Find and copy each line of the data that includes "below".

- - - - -

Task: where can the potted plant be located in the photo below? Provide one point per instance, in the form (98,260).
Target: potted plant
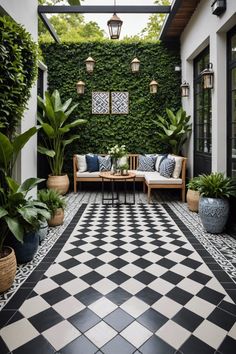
(56,135)
(55,204)
(193,194)
(215,190)
(173,129)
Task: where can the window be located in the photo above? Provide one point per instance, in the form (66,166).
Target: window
(231,131)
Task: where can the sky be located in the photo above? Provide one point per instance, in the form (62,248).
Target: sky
(132,23)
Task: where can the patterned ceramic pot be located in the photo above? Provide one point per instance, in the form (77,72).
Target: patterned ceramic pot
(214,213)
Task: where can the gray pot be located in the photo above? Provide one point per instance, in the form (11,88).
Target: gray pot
(214,213)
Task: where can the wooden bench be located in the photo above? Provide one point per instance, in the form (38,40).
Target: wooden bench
(150,180)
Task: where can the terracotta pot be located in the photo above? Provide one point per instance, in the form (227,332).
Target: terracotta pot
(57,219)
(59,183)
(7,269)
(193,200)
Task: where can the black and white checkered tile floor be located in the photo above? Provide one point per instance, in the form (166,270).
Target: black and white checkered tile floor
(123,280)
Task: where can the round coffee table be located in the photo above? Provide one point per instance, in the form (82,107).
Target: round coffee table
(113,179)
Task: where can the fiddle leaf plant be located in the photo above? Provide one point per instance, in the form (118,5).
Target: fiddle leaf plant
(173,129)
(56,132)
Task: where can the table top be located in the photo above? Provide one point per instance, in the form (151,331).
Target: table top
(110,176)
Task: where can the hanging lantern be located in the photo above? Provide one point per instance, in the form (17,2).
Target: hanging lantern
(135,65)
(153,86)
(114,25)
(184,89)
(208,77)
(90,62)
(80,87)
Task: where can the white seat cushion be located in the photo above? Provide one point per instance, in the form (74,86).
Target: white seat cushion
(88,174)
(156,178)
(138,173)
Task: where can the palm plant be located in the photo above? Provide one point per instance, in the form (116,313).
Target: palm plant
(173,129)
(52,117)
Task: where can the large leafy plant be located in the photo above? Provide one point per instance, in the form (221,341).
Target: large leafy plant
(56,131)
(173,129)
(216,185)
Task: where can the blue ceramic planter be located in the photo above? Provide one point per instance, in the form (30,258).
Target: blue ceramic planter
(25,251)
(214,214)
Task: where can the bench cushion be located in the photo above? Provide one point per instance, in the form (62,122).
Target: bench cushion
(156,178)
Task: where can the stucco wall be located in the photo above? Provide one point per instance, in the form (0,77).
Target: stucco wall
(202,30)
(25,13)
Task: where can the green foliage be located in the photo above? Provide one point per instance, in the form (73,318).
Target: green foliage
(193,184)
(155,22)
(174,129)
(19,214)
(18,70)
(52,199)
(56,129)
(112,73)
(216,185)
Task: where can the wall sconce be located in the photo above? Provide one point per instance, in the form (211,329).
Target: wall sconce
(153,87)
(208,77)
(80,87)
(185,89)
(135,65)
(114,25)
(218,7)
(90,63)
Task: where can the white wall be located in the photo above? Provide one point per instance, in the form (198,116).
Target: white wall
(202,30)
(25,13)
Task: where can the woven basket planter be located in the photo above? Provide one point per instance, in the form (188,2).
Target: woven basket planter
(7,270)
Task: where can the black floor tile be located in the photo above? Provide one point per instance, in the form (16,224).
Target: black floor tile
(45,319)
(55,295)
(145,277)
(119,296)
(222,319)
(148,295)
(119,319)
(199,277)
(188,319)
(228,346)
(172,277)
(38,345)
(118,277)
(63,278)
(210,295)
(118,345)
(92,277)
(152,320)
(79,345)
(194,345)
(84,320)
(88,296)
(156,345)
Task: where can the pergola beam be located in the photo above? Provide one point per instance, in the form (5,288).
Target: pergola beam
(57,9)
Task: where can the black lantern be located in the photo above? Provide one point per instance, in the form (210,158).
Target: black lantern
(208,77)
(153,87)
(90,62)
(135,65)
(218,7)
(184,89)
(80,87)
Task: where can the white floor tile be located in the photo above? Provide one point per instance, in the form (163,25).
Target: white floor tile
(61,334)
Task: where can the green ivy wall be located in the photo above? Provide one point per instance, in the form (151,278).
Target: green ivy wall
(112,73)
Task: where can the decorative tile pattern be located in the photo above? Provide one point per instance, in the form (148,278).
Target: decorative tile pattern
(159,293)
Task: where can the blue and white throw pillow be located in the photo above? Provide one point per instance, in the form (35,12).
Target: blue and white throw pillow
(167,167)
(104,163)
(146,163)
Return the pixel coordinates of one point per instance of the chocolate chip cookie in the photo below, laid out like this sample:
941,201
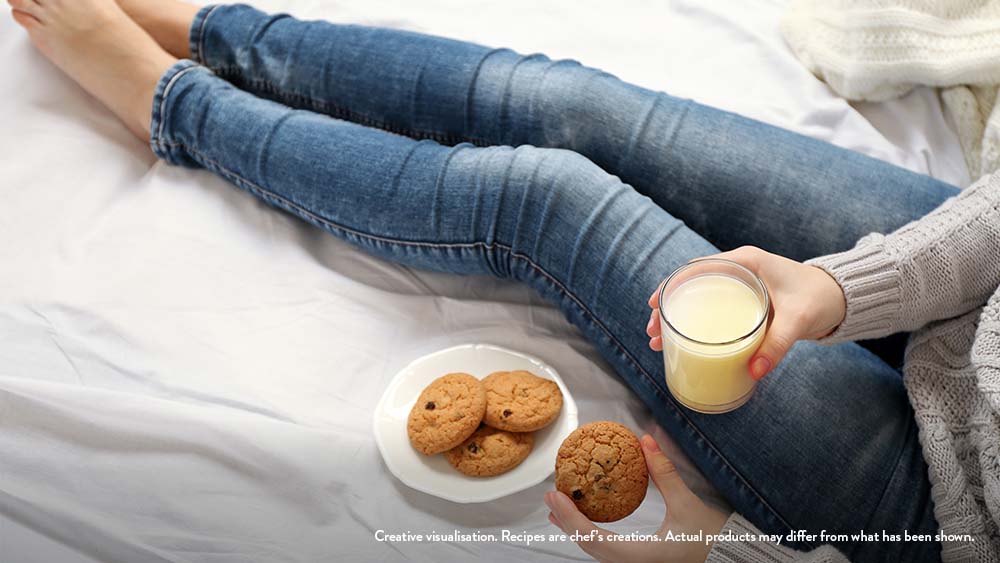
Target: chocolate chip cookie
601,467
447,412
490,451
519,401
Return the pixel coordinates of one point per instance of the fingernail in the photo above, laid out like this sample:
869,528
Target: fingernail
760,367
650,444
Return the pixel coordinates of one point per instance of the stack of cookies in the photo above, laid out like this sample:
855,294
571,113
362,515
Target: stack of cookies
486,427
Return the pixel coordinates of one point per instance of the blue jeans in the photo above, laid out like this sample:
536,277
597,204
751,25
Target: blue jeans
455,157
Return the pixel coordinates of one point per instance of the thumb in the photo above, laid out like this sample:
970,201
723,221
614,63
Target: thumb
777,342
663,473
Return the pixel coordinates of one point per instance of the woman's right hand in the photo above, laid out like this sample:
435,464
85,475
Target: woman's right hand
807,304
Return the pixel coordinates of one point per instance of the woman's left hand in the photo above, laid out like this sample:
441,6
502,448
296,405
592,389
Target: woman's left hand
685,513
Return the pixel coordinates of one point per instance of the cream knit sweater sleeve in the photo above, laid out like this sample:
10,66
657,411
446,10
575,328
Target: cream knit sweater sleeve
880,49
937,267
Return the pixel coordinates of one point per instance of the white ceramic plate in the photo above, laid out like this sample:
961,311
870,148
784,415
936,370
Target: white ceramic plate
432,474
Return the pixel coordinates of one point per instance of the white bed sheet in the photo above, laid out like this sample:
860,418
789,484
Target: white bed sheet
188,375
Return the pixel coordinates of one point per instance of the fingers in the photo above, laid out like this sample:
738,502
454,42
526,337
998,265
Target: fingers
747,256
778,339
568,518
664,474
653,326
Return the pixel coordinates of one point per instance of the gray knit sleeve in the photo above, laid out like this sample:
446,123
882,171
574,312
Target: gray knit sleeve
937,267
742,550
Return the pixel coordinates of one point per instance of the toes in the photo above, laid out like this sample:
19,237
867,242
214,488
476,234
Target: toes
25,20
23,5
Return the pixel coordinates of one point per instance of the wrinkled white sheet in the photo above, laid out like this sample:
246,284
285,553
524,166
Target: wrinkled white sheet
188,375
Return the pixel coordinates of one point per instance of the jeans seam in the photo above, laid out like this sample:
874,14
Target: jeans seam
201,23
291,206
158,119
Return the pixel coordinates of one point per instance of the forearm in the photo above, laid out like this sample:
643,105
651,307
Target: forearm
940,266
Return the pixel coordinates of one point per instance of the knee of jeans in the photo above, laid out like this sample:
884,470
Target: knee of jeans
559,180
546,198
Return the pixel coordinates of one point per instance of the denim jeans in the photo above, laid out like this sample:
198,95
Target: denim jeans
451,156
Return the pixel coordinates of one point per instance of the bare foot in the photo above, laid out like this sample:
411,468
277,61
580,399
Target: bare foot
168,21
96,44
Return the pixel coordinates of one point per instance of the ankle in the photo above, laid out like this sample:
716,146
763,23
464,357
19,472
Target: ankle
169,23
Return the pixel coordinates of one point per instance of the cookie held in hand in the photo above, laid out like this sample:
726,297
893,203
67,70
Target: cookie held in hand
447,412
600,466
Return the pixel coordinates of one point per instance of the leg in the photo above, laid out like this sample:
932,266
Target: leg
729,178
102,49
829,441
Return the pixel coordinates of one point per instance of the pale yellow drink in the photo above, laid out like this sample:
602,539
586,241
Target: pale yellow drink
712,322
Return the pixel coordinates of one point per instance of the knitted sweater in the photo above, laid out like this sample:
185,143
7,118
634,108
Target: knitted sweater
880,49
938,277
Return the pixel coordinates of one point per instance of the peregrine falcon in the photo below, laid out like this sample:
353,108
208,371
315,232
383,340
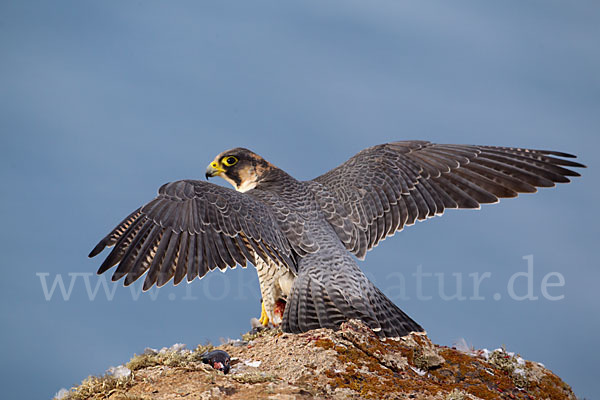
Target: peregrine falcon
304,237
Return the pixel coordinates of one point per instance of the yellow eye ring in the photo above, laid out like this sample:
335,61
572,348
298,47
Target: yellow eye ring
229,161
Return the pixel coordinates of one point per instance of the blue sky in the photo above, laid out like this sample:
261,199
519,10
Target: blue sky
103,102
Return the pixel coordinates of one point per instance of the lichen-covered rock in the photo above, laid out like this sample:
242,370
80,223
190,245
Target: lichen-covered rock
351,363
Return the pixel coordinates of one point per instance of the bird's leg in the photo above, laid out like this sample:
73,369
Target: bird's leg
264,318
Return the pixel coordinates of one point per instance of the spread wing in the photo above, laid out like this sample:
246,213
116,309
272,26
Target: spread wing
384,188
192,227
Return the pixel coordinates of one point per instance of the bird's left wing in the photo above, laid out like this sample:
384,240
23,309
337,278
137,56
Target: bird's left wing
190,228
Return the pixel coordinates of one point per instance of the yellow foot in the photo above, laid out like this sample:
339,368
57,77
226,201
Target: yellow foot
264,318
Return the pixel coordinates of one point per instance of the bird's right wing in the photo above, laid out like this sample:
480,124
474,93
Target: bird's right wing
386,187
190,228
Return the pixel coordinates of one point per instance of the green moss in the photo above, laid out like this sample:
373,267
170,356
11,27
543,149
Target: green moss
253,377
184,359
260,332
95,387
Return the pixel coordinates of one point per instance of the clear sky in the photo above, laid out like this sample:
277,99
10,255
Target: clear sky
101,102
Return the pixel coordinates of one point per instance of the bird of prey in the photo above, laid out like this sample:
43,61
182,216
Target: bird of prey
304,236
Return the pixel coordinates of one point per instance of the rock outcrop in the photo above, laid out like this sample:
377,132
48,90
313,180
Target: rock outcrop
352,363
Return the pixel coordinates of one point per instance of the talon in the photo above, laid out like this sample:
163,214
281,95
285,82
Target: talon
264,318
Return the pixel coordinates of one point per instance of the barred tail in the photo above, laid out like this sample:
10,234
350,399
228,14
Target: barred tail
314,304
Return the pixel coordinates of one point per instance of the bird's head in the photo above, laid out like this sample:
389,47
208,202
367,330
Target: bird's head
242,168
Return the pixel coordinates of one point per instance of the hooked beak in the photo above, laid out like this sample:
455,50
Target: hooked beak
213,169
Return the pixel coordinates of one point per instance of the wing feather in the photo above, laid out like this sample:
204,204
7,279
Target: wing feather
190,228
386,187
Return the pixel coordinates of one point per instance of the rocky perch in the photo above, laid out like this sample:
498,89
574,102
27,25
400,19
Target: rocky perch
352,363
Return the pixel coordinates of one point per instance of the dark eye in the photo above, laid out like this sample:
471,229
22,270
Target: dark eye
229,161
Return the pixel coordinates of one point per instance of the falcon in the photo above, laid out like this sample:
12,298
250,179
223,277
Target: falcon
304,237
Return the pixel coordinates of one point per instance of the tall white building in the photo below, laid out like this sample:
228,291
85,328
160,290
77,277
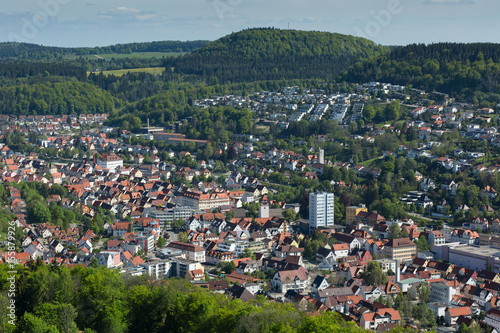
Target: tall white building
321,213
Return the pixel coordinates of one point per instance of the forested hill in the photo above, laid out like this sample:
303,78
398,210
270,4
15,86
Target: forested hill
37,52
270,54
449,67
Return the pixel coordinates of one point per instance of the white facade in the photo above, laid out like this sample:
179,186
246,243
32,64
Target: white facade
442,293
321,212
111,162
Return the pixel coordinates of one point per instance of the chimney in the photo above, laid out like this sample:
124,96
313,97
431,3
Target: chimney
398,271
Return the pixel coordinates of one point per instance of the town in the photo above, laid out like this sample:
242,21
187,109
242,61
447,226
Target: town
224,215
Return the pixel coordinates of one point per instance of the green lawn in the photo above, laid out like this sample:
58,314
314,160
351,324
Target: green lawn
150,70
370,163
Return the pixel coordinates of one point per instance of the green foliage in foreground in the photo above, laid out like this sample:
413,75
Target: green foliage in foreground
50,298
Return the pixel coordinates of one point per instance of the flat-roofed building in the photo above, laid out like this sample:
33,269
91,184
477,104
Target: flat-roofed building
352,211
401,249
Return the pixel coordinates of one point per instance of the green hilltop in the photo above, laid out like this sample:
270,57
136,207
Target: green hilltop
274,54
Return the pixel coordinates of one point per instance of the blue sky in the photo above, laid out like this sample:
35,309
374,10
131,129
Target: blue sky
106,22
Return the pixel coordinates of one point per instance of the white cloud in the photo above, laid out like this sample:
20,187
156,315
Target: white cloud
449,2
127,10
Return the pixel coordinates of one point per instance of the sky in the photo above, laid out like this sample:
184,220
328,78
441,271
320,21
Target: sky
72,23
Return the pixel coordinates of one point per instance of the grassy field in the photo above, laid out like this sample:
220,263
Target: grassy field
370,163
150,70
127,55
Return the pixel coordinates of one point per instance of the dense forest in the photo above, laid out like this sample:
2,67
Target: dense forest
56,98
39,52
241,63
449,67
53,298
273,54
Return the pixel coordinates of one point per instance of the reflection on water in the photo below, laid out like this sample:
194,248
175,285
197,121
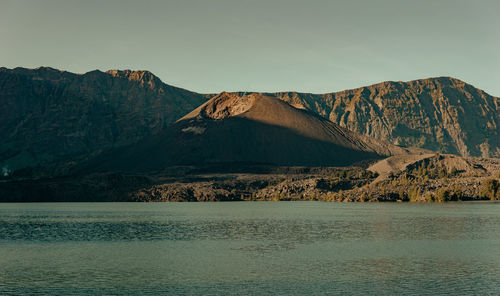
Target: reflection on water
250,248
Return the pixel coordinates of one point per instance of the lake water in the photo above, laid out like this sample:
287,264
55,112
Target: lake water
256,248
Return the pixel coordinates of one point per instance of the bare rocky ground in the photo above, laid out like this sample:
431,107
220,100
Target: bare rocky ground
416,178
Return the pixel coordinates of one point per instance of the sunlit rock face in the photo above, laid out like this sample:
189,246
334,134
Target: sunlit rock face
441,114
49,116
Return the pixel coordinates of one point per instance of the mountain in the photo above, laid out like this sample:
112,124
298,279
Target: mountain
441,114
51,116
249,129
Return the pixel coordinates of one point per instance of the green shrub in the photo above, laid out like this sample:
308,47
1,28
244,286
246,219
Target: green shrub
489,189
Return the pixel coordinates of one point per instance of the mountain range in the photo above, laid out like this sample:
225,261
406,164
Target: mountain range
54,120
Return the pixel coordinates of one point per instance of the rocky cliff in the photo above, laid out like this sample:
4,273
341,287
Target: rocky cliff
441,114
251,129
51,116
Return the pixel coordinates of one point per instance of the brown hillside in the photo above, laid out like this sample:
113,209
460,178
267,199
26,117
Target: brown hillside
249,129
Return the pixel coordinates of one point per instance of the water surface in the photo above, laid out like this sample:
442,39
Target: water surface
266,248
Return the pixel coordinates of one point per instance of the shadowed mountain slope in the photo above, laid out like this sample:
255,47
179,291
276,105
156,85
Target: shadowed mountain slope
51,116
248,129
441,114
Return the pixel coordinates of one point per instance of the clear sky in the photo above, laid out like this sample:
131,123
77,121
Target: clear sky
259,45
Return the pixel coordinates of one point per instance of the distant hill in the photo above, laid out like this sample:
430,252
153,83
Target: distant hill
52,120
441,114
252,129
51,116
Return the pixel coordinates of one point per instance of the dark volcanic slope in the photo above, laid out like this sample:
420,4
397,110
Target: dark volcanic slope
47,115
248,129
441,114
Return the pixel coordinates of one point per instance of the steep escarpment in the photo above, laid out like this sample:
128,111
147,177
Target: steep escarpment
441,114
56,117
252,129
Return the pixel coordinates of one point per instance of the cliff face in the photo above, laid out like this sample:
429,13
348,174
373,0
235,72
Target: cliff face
441,114
49,115
251,129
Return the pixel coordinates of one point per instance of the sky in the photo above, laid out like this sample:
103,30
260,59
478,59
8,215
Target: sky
211,46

- - - - -

- **Task solution**:
Task: where can the potted plant be located in the photo below? Provide one point per instance, in the form (98,260).
Return the pixel coordinates of one point per instance of the chocolate chip cookie in the photo below, laid out like this sample:
Return the pixel coordinates of one point per instance of the peregrine falcon in the photo below, laid out like this sample:
Return the pixel coordinates of one point per instance of the tall white building in the photo below, laid out like this sample:
Return the pixel coordinates of one point per instance of the reflection on water in the photo below, laid out like this sample:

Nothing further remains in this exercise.